==== EXTRACTED ENTRIES
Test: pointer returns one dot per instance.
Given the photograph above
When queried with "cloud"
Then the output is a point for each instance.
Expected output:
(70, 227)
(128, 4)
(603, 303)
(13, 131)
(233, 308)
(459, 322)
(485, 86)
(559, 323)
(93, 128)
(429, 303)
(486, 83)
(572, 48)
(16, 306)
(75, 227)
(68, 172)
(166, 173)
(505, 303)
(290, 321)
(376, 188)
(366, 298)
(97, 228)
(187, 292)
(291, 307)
========
- [JOB]:
Output all of the material exactly as written.

- [TASK RESULT]:
Test: pointer returns one dot per instance.
Given the photograph above
When queried with "cloud"
Then the output is a point for each instance.
Expected output:
(70, 227)
(128, 4)
(603, 303)
(13, 131)
(233, 308)
(459, 322)
(485, 86)
(559, 323)
(93, 128)
(429, 303)
(486, 83)
(572, 48)
(16, 306)
(75, 227)
(68, 172)
(166, 173)
(505, 303)
(290, 321)
(376, 188)
(366, 298)
(97, 228)
(187, 292)
(291, 307)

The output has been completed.